▸ **Предложенный фрагмент**
--- --- ---

"Доверие. Социальные добродетели и путь к процветанию" - читать интересную книгу автора (Фрэнсис Фукуяма (Francis Fukuyama))

В той мере, в какой фирмы-участники кейрецу поддерживают друг с другом экономические отношения, межотраслевые кейрецу с не меньшим успехом способны снижать операционные затраты, чем вертикальные структуры. Это означает, что, поскольку члены группы хорошо знают и доверяют друг другу, их сделки между собой не влекут за собой таких информационных и переговорных издержек, как сделки с посторонними(20)*. Здесь тоже убытки за один период могут быть восполнены позже.

Следующий важный момент связан с ролью банка, который является центром любой межотраслевой кейрецу. Несмотря на то, что японский фондовый рынок существует довольно давно, он никогда не играл ведущую роль в капитализации промышленности. Эту функцию взяли на себя банки и другие кредитные организации, вторые обычно выступали посредниками правительства — именно они играли ключевую роль в финансировании крупномасштабной промышленности с самого начала индустриализации. На ранних этапах это имело смысл для тех дзайбацу, которые стремились стать независимыми предприятиями, несмотря на недостаток сил для достижения этих целей. Они могли привнести новые модели управления в те области, которые устарели, и получить прибыль, субсидируя их. Во время восстановительного периода 1950-х годов городские банки были механизмом, с помощью которого государственный «Bank of Japan» вкладывал средства в производство — через так называемое «перекредитование» (overloaning). Манипулируя резервными требованиями и в конечном итоге гарантируя высокий и стабильный уровень заимствований, центральный банк мог обеспечить такой капитал, который на рынке по той же ставке был бы недоступен(21)*.

Крупные банки, не входящие в кейрецу, могли выполнять похожую роль при насыщении капиталом промышленности. Существует несколько причин, почему они сохранили долгосрочные отношения с определенными промышленными предприятиями даже после того, как политика «перекредитования» закончилась. Во-первых, сама стабильность давала банку доступ к наиважнейшей информации о своем клиенте(22)*. В результате вложение капитала приносило большую прибыль, кроме того, банк мог принимать самое непосредственное участие в реструктуризации фирм, попавших в трудное положение, как произошло в случае с компанией «Mazda». Во-вторых, сама структура кейрецу позволяла сравнительно маленьким и рискованным предприятиям, а также долгосрочным проектам, которые окупятся лишь в далеком будущем, получать кредиты под более низкий процент. Крупные корпорации обычно могут получить заем с более низкой ставкой процента, чем мелкие компании(23)*, и кейрецу, по сути, делили между собой капитальные затраты и использовали прибыль от своих стабильных предприятий, чтобы субсидировать новые, рискованные начинания. Наконец, банк, входящий в кейрецу, через систему льготного кредитования мог служить посредником при окончательном расчете по сделкам, помогая распределить долг и проценты за него между теми членами, чьи прибыли пострадали от заниженной цены на их продукцию, создавая таким образом некое общее богатство, которое компенсировало убытки при неравном назначении отпускных цен.

--- --- ---

▸ **Исходные данные**
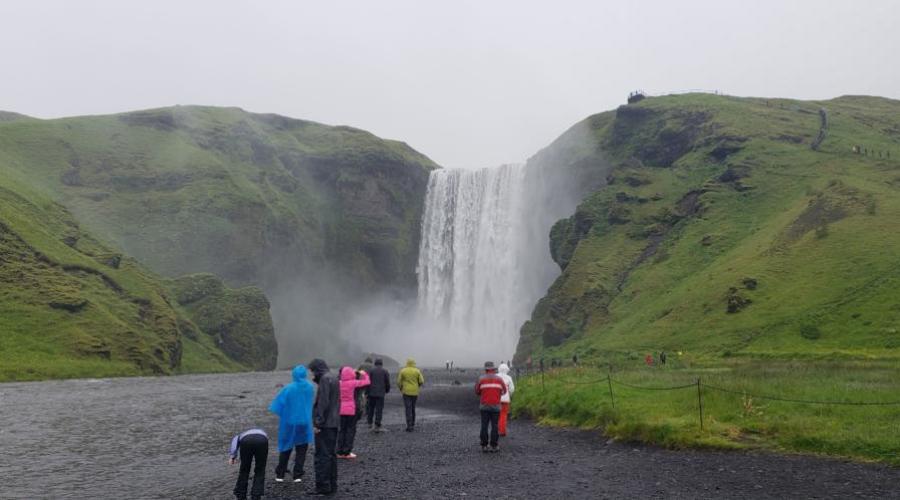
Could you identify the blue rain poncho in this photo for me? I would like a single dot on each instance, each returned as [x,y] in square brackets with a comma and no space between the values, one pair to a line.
[294,407]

--- --- ---

▸ **Задания**
a – На примере какой компании во фрагменте о кейрецу показано, что банк может напрямую участвовать в реструктуризации фирмы в трудном положении?
b – Продолжите фрагмент о кейрецу после его последнего предложения.

▸ **Ответы**
a – Компании «Mazda».

b –
Однако у межотраслевых кейрецу есть преимущества и другого типа. К примеру, торговые марки, принадлежащие кейрецу, могли использоваться для новой продукции, чтобы внушить к ней доверие. В 1960—1970-х кейрецу взяли на себя выполнение другой важной функции — блокирования или по крайней мере контроля за иностранным капиталом в японской экономике. После того, как в конце 1960-х годов правительство сняло ограничения с рынков капитала, многие японские компании опасались конкуренции с иностранными, в основном американскими, фирмами, которым было позволено делать вложения в японские предприятия. Важность прямого иностранного инвестирования в экспортные отрасли промышленности не всегда адекватно оценивалась. Зачастую международной корпорации бывает трудно прорваться на рынок в другой стране, поскольку там уже существуют фирмы, производящие аналогичный товар(24)*. Как показал Марк Мэйсон, уровень перекрестного держания акций внутри кейрецу невероятно возрос после либерализации рынков капитала, это было сделано для того, чтобы покупка контрольного пакета акций японских корпораций стала практически невозможной для иностранных фирм(25)*. Тактика оказалась успешной: лишь немногим международным американским компаниям удалось приобрести значительные пакеты акций японских предприятий, несмотря на то, что это было позволено законом. Широко известен тот факт, что крупнейший американский скупщик акций Т. Бун Пикенс не смог получить место в совете директоров в японской компании-поставщике автокомплектующих, несмотря на владение большим пакетом ее акций: это свидетельствует о том, с какой эффективностью взаимоотношения внутри кейрецу могли использоваться для ограничения доступа иностранцев на внутренние рынки. И как показывает последний пример, иногда кейрецу преследовали скорее политические, чем экономические цели.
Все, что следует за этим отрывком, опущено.